### Provided data
--*--

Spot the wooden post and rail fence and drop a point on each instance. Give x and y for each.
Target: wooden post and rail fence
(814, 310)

--*--

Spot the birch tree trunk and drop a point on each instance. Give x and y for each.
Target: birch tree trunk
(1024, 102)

--*--

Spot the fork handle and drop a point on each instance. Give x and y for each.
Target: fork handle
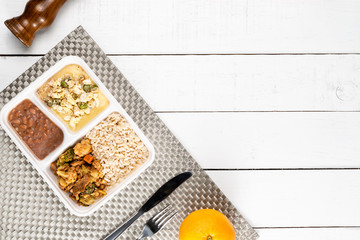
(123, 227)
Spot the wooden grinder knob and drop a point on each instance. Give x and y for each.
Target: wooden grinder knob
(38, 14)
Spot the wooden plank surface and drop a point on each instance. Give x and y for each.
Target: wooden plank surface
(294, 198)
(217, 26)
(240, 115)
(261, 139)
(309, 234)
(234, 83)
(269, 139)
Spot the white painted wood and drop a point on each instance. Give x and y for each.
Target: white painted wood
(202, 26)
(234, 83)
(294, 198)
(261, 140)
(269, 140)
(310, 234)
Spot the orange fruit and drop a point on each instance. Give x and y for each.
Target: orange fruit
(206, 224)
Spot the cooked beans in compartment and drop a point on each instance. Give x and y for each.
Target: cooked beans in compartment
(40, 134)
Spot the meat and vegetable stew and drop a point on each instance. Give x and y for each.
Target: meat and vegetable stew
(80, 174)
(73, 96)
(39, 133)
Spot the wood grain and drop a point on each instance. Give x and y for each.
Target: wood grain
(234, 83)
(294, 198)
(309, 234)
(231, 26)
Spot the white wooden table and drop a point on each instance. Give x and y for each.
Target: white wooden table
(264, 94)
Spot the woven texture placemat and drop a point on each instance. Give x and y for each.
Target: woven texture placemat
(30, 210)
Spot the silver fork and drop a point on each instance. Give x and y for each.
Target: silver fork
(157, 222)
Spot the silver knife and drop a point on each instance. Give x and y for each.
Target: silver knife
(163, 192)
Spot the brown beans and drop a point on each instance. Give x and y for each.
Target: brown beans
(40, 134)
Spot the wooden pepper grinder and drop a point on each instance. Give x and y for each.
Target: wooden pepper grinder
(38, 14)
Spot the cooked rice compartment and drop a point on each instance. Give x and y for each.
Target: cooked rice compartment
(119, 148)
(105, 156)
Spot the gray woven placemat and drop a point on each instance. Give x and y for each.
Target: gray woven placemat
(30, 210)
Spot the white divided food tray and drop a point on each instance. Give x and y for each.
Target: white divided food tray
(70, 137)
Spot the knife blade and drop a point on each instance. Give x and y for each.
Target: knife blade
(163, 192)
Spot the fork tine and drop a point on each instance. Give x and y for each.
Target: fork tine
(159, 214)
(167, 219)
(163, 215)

--*--

Render the lines of the entries from the one containing "Spot the birch" through the one containing "(1024, 102)", both included, as a JSON list of strings with one string per line and no blank lines.

[
  "Spot the birch tree trunk and drop a point on each instance. Give x and y for each.",
  "Target: birch tree trunk",
  "(1024, 102)"
]